## What to produce:
Continue the post below about OpenCV calibration and compute shaders, starting right after its last line.
══ Text block
Wednesday 16 July 2014

OpenCV, Compute and immutability

I know some of my friends use rather regularly the very nice OpenCV contribution from Elliot Woods.

Most times people use the Camera/Projector calibration tool. This works pretty well (could do with some ui improvemements), but most times I wanted to look at it I always end up with the same problem, you need to download the whole Image pack.

This is a great pack of course, but in that scenario, downloading a 500 megs bulk of dlls (which can also depend of version) is let's call "not ideal". Ok in our times with super fast internet you would think it's ok, but well, my hard drive doesn't like it (so I don't either). All that to call a single opencv function!

So just wrote a small P/Invoke dll (and use static library linking instead of dynamic), one 20 lines of dynamic plugin to call the function and here we go, 1 megabyte dll which doesn't need any other external. I like minimalism ;)

I remember I wanted to do this for a while, and considering the amount of (no) time it took I fell very embarrassed )



Now after this there's a (few) things I wanted to add/change in that tool.

First the point selection is nice in some cases, but not so nice in others. Basically current technique renders object space coordinates in a texture, then you just sample that texture.

If you have a model crammed with small polygons it's fine enough, but what I would simply like to do in general is just get closest vertex from a triangle raycast. Since I don't want to blow up 100k rays in cpu, and 3d model is already in GPU (as obviously we want to render it), let's do a little bit of compute shader ;)

So first let's load the model into a big fat buffer (to avoid subsets annoyance, simple prefix sum on indices), then we have the following data structures:

Code Snippet
  1. StructuredBuffer<float3> PositionBuffer : POSITIONBUFFER;
  2. StructuredBuffer<uint3> IndexBuffer : INDEXBUFFER;
  3.  
  4. AppendStructuredBuffer<float3> AppendVertexHitBuffer : APPENDVERTEXHITBUFFER;
  5.  
  6. float3 raypos : RAYPOSITION;
  7. float3 raydir : RAYDIRECTION;
  8.  
  9. int FaceCount : FACECOUNT;
  10.  
  11. float eps : EPSILON = 0.000001f;

Pretty simple, mouse position is converted back to ray, and we use append buffer to get potential candidates (since we might hit several triangles).

Now here is our ray shader (I omit the ray formula, which is the same as in http://www.geometrictools.com/ )

Code Snippet
  1. [numthreads(64,1,1)]
  2. void CS_RayTriangle(uint3 dtid : SV_DispatchThreadID)
  3. {
  4.     if (dtid.x >= FaceCount) { return; }
  5.
════
══ Supplied information
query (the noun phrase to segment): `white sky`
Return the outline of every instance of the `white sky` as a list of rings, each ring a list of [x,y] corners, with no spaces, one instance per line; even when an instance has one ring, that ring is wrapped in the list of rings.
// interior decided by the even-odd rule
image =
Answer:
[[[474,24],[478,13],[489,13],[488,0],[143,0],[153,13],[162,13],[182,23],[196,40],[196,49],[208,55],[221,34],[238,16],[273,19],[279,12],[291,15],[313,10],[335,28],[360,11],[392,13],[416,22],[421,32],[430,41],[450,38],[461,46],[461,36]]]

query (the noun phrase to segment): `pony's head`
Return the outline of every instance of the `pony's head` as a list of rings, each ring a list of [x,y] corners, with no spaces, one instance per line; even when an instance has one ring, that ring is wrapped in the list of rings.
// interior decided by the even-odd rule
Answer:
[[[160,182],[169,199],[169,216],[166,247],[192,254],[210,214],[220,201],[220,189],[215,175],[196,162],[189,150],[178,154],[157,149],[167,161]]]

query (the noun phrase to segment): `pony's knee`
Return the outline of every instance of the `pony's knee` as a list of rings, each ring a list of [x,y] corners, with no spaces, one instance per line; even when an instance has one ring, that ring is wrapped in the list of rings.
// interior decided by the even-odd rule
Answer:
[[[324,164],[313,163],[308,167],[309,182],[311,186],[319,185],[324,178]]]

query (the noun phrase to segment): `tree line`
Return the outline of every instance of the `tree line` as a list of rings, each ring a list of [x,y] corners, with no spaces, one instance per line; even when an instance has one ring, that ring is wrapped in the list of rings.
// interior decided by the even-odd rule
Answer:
════
## Task output:
  6.     uint3 face = IndexBuffer[dtid.x];
  7.     
  8.     float3 p1 = PositionBuffer[face.x];
  9.     float3 p2 = PositionBuffer[face.y];
  10.     float3 p3 = PositionBuffer[face.z];
  11.     
  12.     float3 diff = raypos - p1;
  13.     float3 e1 = p2 - p1;
  14.     float3 e2 = p3 - p1;
  15.     float3 n = normalize(cross(e1,e2));
  16.     
  17.     float DdN = dot(raydir,n);
  18.     float fsign;
  19.     
  20.     bool hit = true;
  21.  
  22.     //Do you rayhit
  23.     
  24.     if (hit)
  25.     {
  26.         AppendVertexHitBuffer.Append(p1);
  27.         AppendVertexHitBuffer.Append(p2);
  28.         AppendVertexHitBuffer.Append(p3);
  29.     }
  30. }

Now when we hit a triangle, we append 3 vertices as "candidates", we now need to find the one closest to us. We could readback filtered data (using CopyResourceRegion), and finish computation on CPU, but that's not fun, so let's continue ;)

First to think option is to sort the data, but that's expensive, we only want the closest element.

So first let's process all elements and write the closest distance into a single buffer:

Code Snippet
  1. [numthreads(64,1,1)]
  2. void CS_MinDistance(uint3 dtid : SV_DispatchThreadID)
  3. {
  4.     if (dtid.x >= VertexHitCountBuffer.Load(0)) { return; }
  5.     
  6.     float3 p = VertexHitBuffer[dtid.x];
  7.     
  8.     float d = distance(raypos,p);
  9.     uint dummy;    
  10.     InterlockedMin(RWMinDistanceBuffer[0],asuint(d),dummy);
  11. }

Now we need to filter closest element:

Code Snippet
  1. [numthreads(64,1,1)]
  2. void CS_StoreIndex(uint3 dtid : SV_DispatchThreadID)
  3. {
  4.     if (dtid.x >= VertexHitCountBuffer.Load(0)) { return; }
  5.     
  6.     float3 p = VertexHitBuffer[dtid.x];
  7.     float d = distance(raypos,p);
  8.     uint ud = asuint(d);
  9.     
  10.     uint mind = MinDistanceBuffer[0];    
  11.     InterlockedCompareStore(RWMinElementBuffer[0], mind,ud);
  12. }

Please note that we don't store position directly since interlocked operations are only allowed on int/uint type. Also we don't handle case if we have more than one candidate, this is easy to replace Store by append (but anyway at some point we need to decide which point we select).

And just get position:

Code Snippet
  1. [numthreads(1,1,1)]
  2. void CS_ExtractPosition(uint3 dtid : SV_DispatchThreadID)
  3. {
  4.     uint idx = RWMinElementBuffer[0];
  5.     RWPositionBuffer[0] = VertexHitBuffer[idx];
  6. }

Copy those 12 bytes back in your CPU and you have your closest vertex.

One part of the morning well spent )

Now one feature which is always useful for a good editor (since at the end we edit points), if of course some form of undo/redo.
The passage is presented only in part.